● **What to do**
• 1. Summarize the essay on the 1876 election in two sentences.
• 2. Pick up the essay on the 1876 election at the point where it stops, and keep writing it.
++++ Text segment ++++
Echoes of the Reconstruction Era: The 1876 Election—“A Dead Radical Is Harmless”

The cartoon “A National Game That Is Played Out” by Thomas Nast appeared in Harper’s Weekly Dec. 23, 1876. The cartoon depicts the ballot box as a football being kicked around by politicians.

ECW welcomes back Patrick Young, author of The Reconstruction Era blog

The Election of 1876 was the most contentious in United States history. While Lincoln’s election in 1860 had more tumultuous consequences, once the Democratic Party split into its “National” and “Southern” wings, Lincoln’s victory was assured. The winner of the 1876 race was hardly certain for nearly four months after the citizenry had cast their ballots. Even the method for determining the victor was in doubt for months.

I want to look at the days leading up to Election Day on November 7, 1876 ,and the thirty days immediately following. These weeks did not resolve the electoral crisis; they only set the stage for the struggle in which neither side would concede defeat, and both parties used every means at their disposal to try to conjure victory. As usual, you can find my sources by following the links.

By the Fall of 1876, Reconstruction was in retreat across the South. Bi-racial Republican governments lost most of their Federal support after the Democratic Congressional victories in the Elections of 1874. Democrats in control of the House of Representatives for the first time since the Civil War broke out used their power of the purse to starve the already small army forces fighting white terror groups in the South.

The Election of 1876 is most well-known today for what happened after the polls were closed. Fraudulent and delayed vote counts, rival state tallies of votes, and intense political maneuvering to determine the outcome after the last votes were cast is what is remembered now. Just as important was what happened before Election Day. The election is known for marking the end of Reconstruction not just because of a backroom deal for the presidency, but also because “Redeemer” governments dedicated to white supremacy took hold in all of the Southern states.

The Redeemers were typically former Confederates who formed the conservative wing of the Democratic Party in the South. Dedicated to “redeeming” their states from Black Republicans and white Radicals, they had tallied victories in elections in states with white majorities for several years. The states where Blacks were in the majority, South Carolina and Mississippi, were tougher nuts to crack. Only a tiny percentage of African Americans voted Democratic, and at least a sliver of the white vote went to the Republicans, seemingly giving the Republicans a good chance of victory.

In 1875 the Redeemers in Mississippi pioneered a path to white power even in those states and counties of the South where whites were outnumbered by Blacks. Called the “Mississippi Plan” the strategy used thousands of armed white militias to eliminate white defections to the Republicans and to intimidate Blacks into not voting.

In South Carolina, the friends of gubernatorial candidate Wade Hampton hoped to emulate the white Mississippians. They sought advice from the leaders there on how to organize the redemption of their own state.

One of the men they asked for guidance was General S. W. Ferguson of Washington County, Mississippi. Ferguson wrote to Theodore G. Barker, of Charleston, Wade Hampton’s adjutant during the Civil War and a close friend of Hampton’s. Ferguson, originally from South Carolina, served as a Brigadier General of Confederate cavalry during the Civil War and moved to Mississippi after the Confederate surrenders.
++++ Records ++++
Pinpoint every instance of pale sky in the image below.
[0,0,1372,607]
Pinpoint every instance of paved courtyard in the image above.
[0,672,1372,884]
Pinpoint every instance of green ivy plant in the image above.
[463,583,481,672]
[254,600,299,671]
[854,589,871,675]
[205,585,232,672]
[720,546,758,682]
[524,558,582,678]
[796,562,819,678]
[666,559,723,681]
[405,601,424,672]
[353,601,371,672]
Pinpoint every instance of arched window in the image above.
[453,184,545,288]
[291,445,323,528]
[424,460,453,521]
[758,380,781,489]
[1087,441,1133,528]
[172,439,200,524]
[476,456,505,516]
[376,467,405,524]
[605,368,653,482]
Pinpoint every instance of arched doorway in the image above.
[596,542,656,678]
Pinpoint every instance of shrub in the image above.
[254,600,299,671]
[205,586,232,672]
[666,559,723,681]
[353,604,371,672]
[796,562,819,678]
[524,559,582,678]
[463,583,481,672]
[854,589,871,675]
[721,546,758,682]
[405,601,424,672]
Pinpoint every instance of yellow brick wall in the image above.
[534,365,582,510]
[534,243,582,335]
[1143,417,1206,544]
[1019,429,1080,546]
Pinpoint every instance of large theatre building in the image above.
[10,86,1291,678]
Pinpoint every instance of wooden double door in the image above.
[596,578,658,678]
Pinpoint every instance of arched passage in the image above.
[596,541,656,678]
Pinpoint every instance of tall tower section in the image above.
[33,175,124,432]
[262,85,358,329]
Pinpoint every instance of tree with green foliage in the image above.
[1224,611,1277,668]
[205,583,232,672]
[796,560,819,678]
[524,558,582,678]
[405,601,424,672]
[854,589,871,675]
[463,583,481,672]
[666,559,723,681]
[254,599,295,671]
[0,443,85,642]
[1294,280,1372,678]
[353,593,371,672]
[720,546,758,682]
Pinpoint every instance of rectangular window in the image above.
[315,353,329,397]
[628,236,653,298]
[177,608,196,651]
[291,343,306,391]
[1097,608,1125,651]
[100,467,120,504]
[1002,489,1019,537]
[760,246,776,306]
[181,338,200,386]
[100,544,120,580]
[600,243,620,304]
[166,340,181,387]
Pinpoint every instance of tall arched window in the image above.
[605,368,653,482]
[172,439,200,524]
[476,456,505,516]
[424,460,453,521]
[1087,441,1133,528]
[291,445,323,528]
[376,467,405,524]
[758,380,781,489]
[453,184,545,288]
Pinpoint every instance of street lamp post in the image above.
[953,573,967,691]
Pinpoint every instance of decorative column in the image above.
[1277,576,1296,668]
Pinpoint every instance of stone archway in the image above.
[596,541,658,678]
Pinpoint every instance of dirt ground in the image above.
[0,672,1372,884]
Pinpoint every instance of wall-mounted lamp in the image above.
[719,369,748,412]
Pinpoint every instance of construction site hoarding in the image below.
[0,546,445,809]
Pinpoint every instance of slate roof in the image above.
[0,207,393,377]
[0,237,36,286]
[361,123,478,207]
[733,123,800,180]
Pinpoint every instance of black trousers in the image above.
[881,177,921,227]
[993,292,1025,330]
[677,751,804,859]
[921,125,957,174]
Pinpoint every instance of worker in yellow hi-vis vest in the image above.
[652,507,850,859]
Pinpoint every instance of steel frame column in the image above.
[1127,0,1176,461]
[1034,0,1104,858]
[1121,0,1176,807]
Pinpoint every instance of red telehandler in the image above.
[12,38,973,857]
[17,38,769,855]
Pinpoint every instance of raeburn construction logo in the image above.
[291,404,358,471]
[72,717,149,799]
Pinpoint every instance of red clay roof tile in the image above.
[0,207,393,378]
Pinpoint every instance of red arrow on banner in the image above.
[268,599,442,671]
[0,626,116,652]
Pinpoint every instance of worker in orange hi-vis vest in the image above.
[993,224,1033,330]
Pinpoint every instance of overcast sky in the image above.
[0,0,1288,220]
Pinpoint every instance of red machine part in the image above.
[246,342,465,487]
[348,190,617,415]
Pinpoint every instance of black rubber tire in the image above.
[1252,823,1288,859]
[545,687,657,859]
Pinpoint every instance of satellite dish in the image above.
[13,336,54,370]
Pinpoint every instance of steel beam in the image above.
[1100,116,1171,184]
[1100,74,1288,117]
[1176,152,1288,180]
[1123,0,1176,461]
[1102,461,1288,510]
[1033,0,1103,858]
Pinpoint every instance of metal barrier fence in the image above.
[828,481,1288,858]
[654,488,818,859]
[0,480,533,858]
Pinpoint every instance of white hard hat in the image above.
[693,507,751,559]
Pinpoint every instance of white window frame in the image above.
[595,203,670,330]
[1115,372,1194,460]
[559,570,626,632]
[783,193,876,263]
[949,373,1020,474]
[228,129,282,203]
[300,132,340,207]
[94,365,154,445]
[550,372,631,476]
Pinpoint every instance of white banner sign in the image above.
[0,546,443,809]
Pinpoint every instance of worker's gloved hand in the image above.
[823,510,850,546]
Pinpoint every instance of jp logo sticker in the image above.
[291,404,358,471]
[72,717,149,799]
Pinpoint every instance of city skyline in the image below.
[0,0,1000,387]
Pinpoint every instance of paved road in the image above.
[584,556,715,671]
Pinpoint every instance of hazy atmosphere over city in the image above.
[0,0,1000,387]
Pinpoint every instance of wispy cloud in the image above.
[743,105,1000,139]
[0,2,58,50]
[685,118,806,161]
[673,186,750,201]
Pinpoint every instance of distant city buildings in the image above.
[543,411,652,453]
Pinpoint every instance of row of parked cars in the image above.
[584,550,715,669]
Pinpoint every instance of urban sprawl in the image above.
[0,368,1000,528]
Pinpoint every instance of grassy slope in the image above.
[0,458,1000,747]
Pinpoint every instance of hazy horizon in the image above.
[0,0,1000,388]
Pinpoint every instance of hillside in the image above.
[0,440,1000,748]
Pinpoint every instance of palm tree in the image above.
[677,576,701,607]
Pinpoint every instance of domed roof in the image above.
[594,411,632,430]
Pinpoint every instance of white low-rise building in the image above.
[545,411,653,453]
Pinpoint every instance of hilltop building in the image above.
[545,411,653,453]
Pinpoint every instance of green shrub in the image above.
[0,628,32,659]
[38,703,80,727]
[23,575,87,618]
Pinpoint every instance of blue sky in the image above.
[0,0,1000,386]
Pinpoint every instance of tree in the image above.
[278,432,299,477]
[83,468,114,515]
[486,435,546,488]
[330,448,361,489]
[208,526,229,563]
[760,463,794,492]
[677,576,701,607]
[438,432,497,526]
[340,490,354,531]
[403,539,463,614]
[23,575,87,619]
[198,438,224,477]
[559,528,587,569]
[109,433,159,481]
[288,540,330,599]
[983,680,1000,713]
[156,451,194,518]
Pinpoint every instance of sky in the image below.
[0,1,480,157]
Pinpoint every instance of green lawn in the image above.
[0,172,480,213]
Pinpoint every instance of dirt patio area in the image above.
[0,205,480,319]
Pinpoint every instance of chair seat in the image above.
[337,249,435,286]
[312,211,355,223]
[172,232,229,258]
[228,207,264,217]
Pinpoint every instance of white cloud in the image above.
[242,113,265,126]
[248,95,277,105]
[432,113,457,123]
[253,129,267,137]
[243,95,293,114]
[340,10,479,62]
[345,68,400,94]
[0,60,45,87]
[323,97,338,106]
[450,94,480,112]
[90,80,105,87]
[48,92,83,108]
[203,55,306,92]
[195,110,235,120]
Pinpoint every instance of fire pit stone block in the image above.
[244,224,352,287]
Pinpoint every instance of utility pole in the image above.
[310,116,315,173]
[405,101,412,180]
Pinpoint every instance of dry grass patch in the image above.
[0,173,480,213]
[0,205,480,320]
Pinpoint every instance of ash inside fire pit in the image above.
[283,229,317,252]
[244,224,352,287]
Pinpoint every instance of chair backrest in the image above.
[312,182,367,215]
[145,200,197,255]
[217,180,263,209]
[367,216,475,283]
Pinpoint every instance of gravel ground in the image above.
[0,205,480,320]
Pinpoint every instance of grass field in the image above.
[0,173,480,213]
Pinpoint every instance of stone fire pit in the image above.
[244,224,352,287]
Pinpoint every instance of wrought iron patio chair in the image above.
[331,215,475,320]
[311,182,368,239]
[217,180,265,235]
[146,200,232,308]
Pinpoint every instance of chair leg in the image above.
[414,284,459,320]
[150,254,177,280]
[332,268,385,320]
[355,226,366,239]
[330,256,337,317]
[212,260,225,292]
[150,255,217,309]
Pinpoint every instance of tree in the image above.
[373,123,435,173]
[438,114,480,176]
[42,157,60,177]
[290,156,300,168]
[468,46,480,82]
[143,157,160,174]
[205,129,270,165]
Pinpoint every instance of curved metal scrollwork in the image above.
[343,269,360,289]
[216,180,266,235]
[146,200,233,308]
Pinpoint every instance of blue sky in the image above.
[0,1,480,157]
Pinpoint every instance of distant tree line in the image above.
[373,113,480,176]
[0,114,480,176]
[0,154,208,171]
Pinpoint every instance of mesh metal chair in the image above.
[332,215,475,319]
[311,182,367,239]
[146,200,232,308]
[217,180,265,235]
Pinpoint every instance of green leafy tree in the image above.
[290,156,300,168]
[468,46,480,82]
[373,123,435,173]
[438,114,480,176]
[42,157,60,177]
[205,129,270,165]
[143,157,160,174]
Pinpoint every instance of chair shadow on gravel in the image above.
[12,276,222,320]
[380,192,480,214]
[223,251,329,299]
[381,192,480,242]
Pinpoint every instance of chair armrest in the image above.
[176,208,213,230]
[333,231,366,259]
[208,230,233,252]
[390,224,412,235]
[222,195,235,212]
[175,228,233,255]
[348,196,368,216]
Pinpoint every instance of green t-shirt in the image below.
++++
● **Answers to the problems**
• 1. The 1876 election was the most contentious in United States history, with its winner uncertain for nearly four months, and it marked the end of Reconstruction partly because Redeemer governments dedicated to white supremacy took hold in all of the Southern states. After Mississippi's Redeemers used thousands of armed white militias in 1875 to eliminate white defections to the Republicans and intimidate Blacks into not voting, friends of South Carolina gubernatorial candidate Wade Hampton sought advice from Mississippi leaders such as General S. W. Ferguson.

• 2.
Martin Gary, another former Confederate general, apparently obtained a copy of S.W. Ferguson’s letter. Gary had taken on himself the organizing of a “Mississippi Plan” style of campaign for the 1876 Election in South Carolina, so Ferguson’s missive provided useful intelligence on how to use violence to secure victory.

Ferguson described how in a county where Blacks outnumbered Whites by five to one, a hotbed of Black Republicanism, the decision by the whites to used concentrated political violence had given them control of the election.  Ferguson wrote that “We determined to carry the election at all hazards, and, in the event of any blood being shed in the Campaign, to kill every white Radical in the Country; we made no threats, but we let this be known as a fixed and settled thing.” White Republicans, he said, were not willing “to sacrifice themselves on the altar of rascality.” Blacks did not turn out to vote when they saw the white Republican leaders “cower and finally retire from the contest.”

He advised that armed white men needed to be posted at the polls to control the votes of African Americans, and if necessary, to kill them. He famously told the South Carolinians: “never threaten a man individually; if he deserves to be threatened, the necessity of the times require that he should die. A dead Radical is very harmless—a threatened Radical . . . is often very troublesome, sometimes dangerous, always vindictive.”

Gary drew up his own “Plan No. 1 of Campaign.” Plan No. 1, called the “Shotgun Policy” was written in secret and distributed to Democratic clubs in all of the counties of South Carolina in secret, but it was a proud legacy of the Gary family and the General’s widow archived it after her husband’s death. (You can read the full plan here.)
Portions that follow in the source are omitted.